** START **
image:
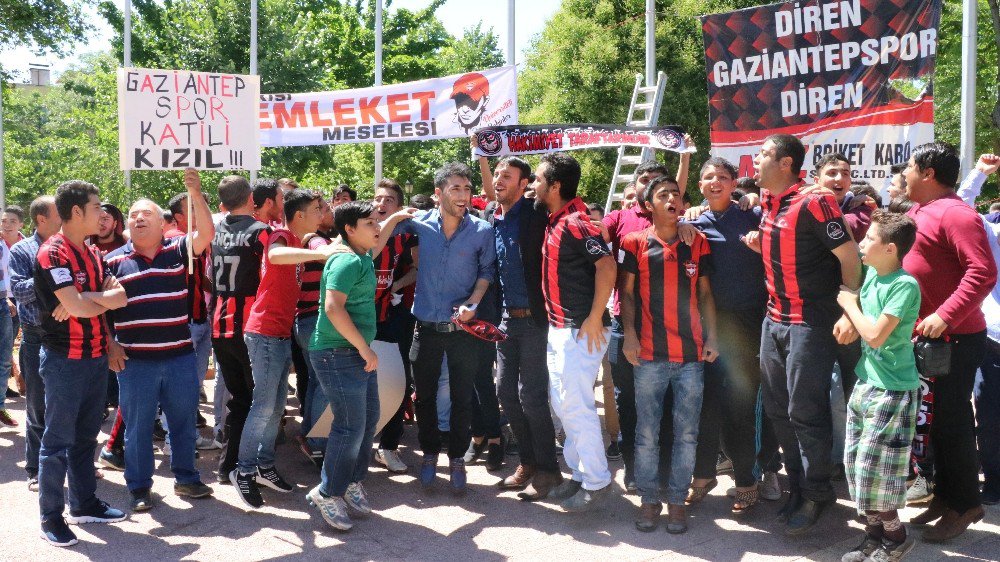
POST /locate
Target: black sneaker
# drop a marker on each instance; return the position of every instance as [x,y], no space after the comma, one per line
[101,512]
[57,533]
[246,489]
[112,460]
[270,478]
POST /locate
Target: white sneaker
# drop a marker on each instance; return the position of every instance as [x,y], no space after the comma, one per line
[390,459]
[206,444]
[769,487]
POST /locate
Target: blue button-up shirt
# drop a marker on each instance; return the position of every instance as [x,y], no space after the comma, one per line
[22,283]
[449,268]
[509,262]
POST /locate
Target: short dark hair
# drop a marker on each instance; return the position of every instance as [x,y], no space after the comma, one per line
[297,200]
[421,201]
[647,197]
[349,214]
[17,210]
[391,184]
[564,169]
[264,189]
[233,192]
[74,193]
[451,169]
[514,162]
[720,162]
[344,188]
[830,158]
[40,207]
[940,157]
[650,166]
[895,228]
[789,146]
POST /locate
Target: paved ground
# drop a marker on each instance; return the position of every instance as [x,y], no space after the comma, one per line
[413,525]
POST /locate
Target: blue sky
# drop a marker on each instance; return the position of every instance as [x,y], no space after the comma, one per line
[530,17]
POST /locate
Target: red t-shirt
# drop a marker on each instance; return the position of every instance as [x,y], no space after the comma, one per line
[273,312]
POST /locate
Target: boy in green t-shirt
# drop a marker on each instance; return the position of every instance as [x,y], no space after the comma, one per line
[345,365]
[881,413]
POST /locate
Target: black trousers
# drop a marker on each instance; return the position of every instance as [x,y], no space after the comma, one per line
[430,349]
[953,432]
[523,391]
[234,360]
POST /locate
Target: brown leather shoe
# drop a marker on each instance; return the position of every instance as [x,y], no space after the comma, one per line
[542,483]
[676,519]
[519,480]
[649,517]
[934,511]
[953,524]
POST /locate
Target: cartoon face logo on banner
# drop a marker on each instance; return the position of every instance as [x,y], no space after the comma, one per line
** END **
Lay out every line of the data above as a Markdown table with the columns Row and Data line, skipping blank lines. Leave the pictures out of the answer.

| Row | Data line |
|---|---|
| 1 | image: |
| 2 | POST /locate |
| 3 | Target: black sneaker |
| 4 | # drop a marker on each instance; return the position of every instance as [x,y], no space after the comma, one per line |
| 5 | [101,512] |
| 6 | [57,533] |
| 7 | [246,489] |
| 8 | [112,460] |
| 9 | [270,478] |
| 10 | POST /locate |
| 11 | Target: white sneaker |
| 12 | # drop a marker on each instance; return the position of every instance as [x,y], no space after the comma, one per line |
| 13 | [390,459] |
| 14 | [206,444] |
| 15 | [769,487] |
| 16 | POST /locate |
| 17 | Target: blue button-up shirt |
| 18 | # drop a marker on each instance; return the position of every instance as [x,y], no space after the comma, one per line |
| 19 | [22,283] |
| 20 | [449,268] |
| 21 | [509,262] |
| 22 | POST /locate |
| 23 | Target: short dark hair |
| 24 | # drop a marker on each instance; return the position of every instance as [x,y], no space after the comma, one per line |
| 25 | [297,200] |
| 26 | [421,201] |
| 27 | [647,197] |
| 28 | [349,214] |
| 29 | [17,210] |
| 30 | [391,184] |
| 31 | [564,169] |
| 32 | [264,189] |
| 33 | [233,192] |
| 34 | [74,193] |
| 35 | [451,169] |
| 36 | [514,162] |
| 37 | [720,162] |
| 38 | [344,188] |
| 39 | [830,158] |
| 40 | [40,207] |
| 41 | [940,157] |
| 42 | [650,166] |
| 43 | [895,228] |
| 44 | [789,146] |
| 45 | POST /locate |
| 46 | Target: paved ground |
| 47 | # drop a marker on each instance; return the position of every instance as [x,y], no space after the comma, one per line |
| 48 | [413,525] |
| 49 | POST /locate |
| 50 | Target: blue sky |
| 51 | # drop a marker on each instance; return the position of every instance as [x,y], no space after the comma, one per line |
| 52 | [530,17] |
| 53 | POST /locate |
| 54 | Target: red t-shirt |
| 55 | # drop a marker on each instance; return the position of every instance as [x,y], no space after the comma, one per line |
| 56 | [273,312] |
| 57 | POST /locate |
| 58 | Target: boy in green t-shirt |
| 59 | # drop a marker on each instance; return the position of every instance as [x,y], no space after the comma, one per line |
| 60 | [345,365] |
| 61 | [881,413] |
| 62 | POST /locate |
| 63 | Target: black trousers |
| 64 | # drop a marker on each instance; return the position of every instance as [x,y], no space after the comma, one per line |
| 65 | [430,349] |
| 66 | [953,432] |
| 67 | [523,391] |
| 68 | [234,360] |
| 69 | POST /locate |
| 70 | Target: brown leather shoe |
| 71 | # drop a marker on each instance; return the position of every instance as [x,y], no space after the comma, one per line |
| 72 | [542,483] |
| 73 | [676,519] |
| 74 | [519,480] |
| 75 | [649,517] |
| 76 | [934,511] |
| 77 | [953,524] |
| 78 | POST /locate |
| 79 | Target: cartoon face logo on banner |
| 80 | # drop a marker on each instance; return the position of every instance as [x,y], no space after the comma, one per line |